§ **WORK TO BE COMPLETED**:
Please answer these questions from the text on Yanluo Wang below.
1. What does the judge among Yanluo Wang's minions hold in his hands?
2. Which court does King Chujiang rule?
3. In total, how many hells are in the version made of eight big hells?

§ **TEXT SEGMENT**:
In the syncretic and non-dogmatic world of Chinese religious views, Yanluo Wang's interpretation can vary greatly from person to person. While some recognize him as a Buddhist deity, others regard him as a Daoist counterpart of Bodhisattva Kṣitigarbha. Generally seen as a stern deity, Yanluo Wang is also a righteous and fair Supreme Judge in underworld or skillful advocate of Dharma.

Yanluo Wang is not only the ruler but also the judge of the underworld and passes judgment on all the dead. He always appears in a male form, and his minions include a judge who holds in his hands a brush and a book listing every soul and the allotted death date for every life. Ox-Head and Horse-Face, the fearsome guardians of hell, bring the newly dead, one by one, before Yan for judgement. Men or women with merit will be rewarded good future lives or even revival in their previous life. Men or women who committed misdeeds will be sentenced to suffering or miserable future lives. In some versions, Yanluo Wang divides Diyu into eight, ten, or eighteen courts each ruled by a different Yanluo Wang, such as King Chujiang, who rules the court reserved for thieves and murderers.

The spirits of the dead, on being judged by Yanluo Wang, are supposed to either pass through a term of enjoyment in a region midway between the earth and the heaven of the gods or to undergo their measure of punishment in the nether world. Neither location is permanent and after a time, they return to Earth in new bodies.

Yanluo Wang was sometimes considered to be a position in the celestial hierarchy, rather than an individual. There were said to be cases in which an honest mortal was rewarded the post of Yanluo Wang and served as the judge and ruler of the underworld. Some said common people like Bao Zheng became the Yanluo Wang at night or after death. Once a King of Hell has served out his sentence in Hell, he is able to reincarnate on Earth again or leave the cycle entirely.

== Relationship with Indian religion==
Drawing from various Indian texts and local culture, the Chinese tradition proposes several versions concerning the number of hells and deities who are at their head. It seems that originally there were two competing versions: 136 hells (8 big ones each divided into 16 smaller ones) or 18 hells, each of them being led by a subordinate king of Yanluo Wang.

§ **THE DATA**:

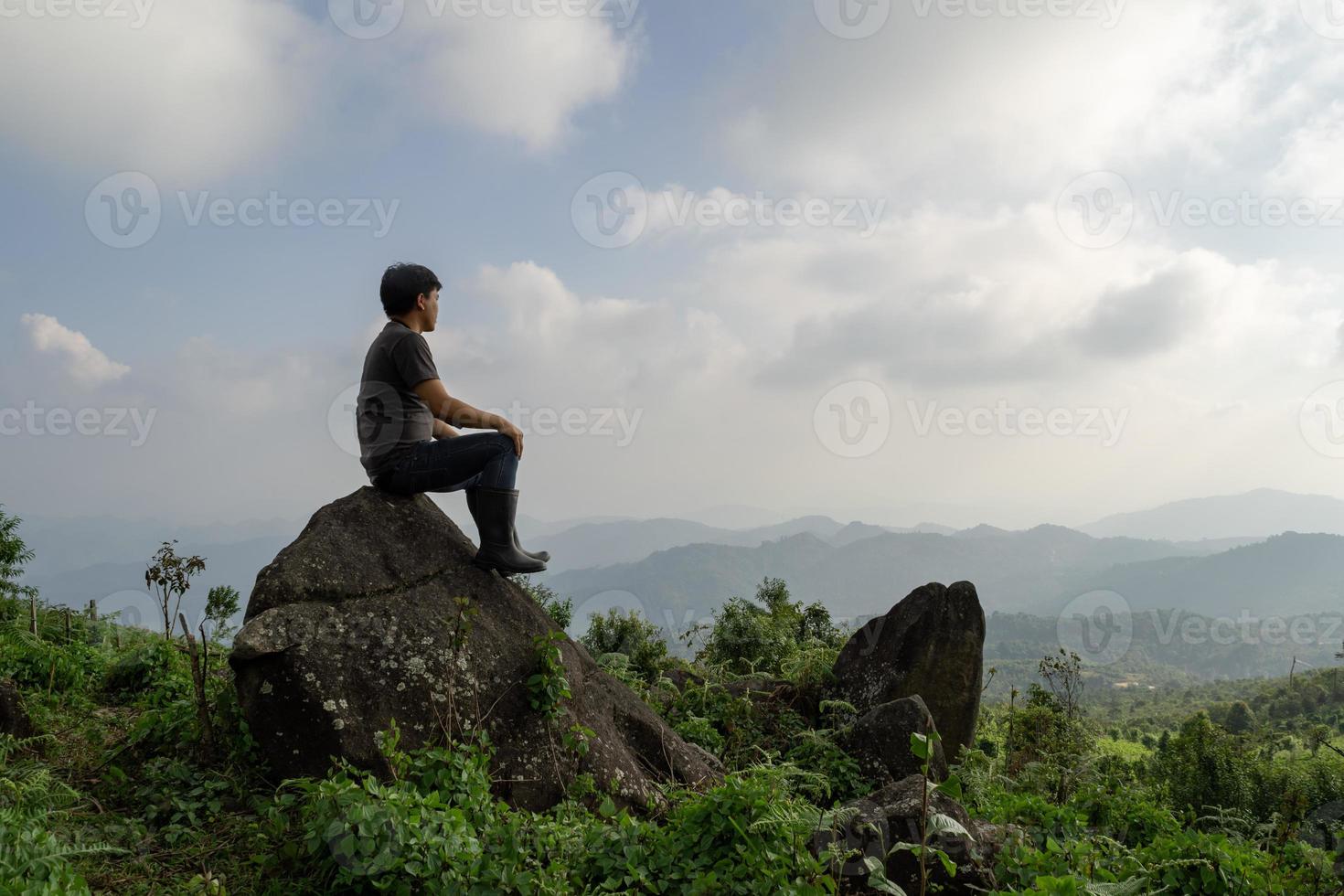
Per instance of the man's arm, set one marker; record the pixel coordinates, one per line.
(451, 410)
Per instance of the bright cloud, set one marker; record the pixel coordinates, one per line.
(83, 363)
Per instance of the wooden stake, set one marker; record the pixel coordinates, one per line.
(208, 732)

§ **SOLUTION TO THIS EXERCISE**:
1. A brush and a book listing every soul and the allotted death date for every life.
2. The court reserved for thieves and murderers.
3. 136 hells (8 big ones, each divided into 16 smaller ones).